▶ **JOB**: Reproduce every line of the records below without any changes, leaving out the pictures.

(Pointing records)
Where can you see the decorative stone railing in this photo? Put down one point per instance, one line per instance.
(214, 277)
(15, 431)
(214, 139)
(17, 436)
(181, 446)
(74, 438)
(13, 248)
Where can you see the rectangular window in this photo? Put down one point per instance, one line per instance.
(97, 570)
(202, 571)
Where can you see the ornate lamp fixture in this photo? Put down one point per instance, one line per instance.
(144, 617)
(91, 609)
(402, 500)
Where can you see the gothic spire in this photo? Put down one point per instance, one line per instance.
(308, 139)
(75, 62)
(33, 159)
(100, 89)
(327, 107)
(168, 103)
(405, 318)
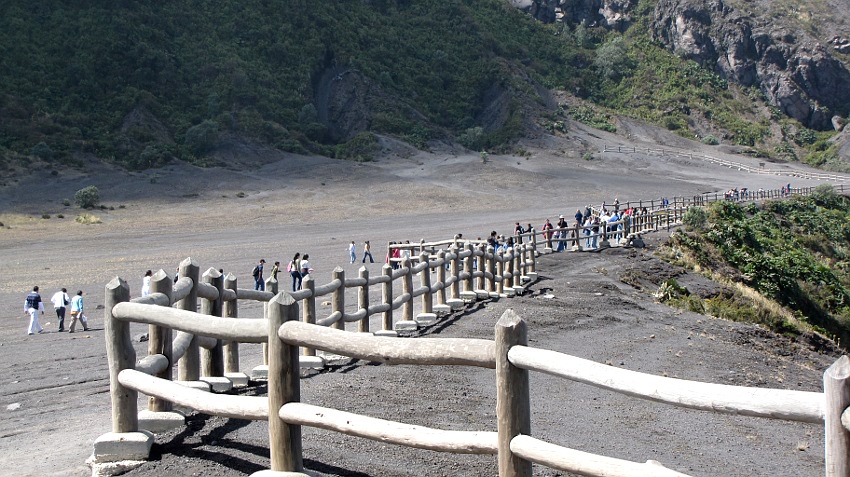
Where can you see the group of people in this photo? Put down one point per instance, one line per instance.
(367, 252)
(298, 268)
(34, 306)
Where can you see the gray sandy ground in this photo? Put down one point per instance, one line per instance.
(317, 206)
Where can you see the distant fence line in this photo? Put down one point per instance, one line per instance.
(730, 164)
(205, 347)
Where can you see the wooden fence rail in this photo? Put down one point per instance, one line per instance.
(178, 332)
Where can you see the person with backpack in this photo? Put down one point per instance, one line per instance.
(77, 313)
(33, 305)
(294, 269)
(60, 300)
(257, 273)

▶ **COMPLETE OUTPUT**:
Where can you see the decorative stone railing in this photo? Put down one point per instance, one line per instance.
(214, 277)
(15, 431)
(214, 139)
(17, 436)
(181, 446)
(74, 438)
(13, 248)
Where can you see the rectangular window in this photo? Put down one point per instance, one line per instance.
(97, 570)
(202, 571)
Where can you see the ornate lamp fixture in this photo? Put down one point per instance, one line per instance.
(144, 617)
(91, 609)
(402, 500)
Where can you see the gothic spire in this photo? Put down one point per instance, one line per instance.
(308, 139)
(75, 62)
(33, 159)
(100, 89)
(327, 107)
(168, 103)
(405, 318)
Where can you see the group of people in this photo? Put down one point per instance, one line per instance.
(367, 252)
(298, 268)
(34, 306)
Where can you see the gray sandy ground in this photo? Put down one point per instance, one line per instance.
(317, 206)
Where can you see the distant fence line in this photo? Put down one point per instance, one line per instance.
(730, 164)
(205, 347)
Where can you see the wooden fence rail in this photo? Put down one point per instance, one line per instance.
(178, 332)
Where can you see the person with backpack in this photo? Put down one point per instance, one line per instance.
(77, 313)
(33, 305)
(294, 269)
(60, 300)
(257, 273)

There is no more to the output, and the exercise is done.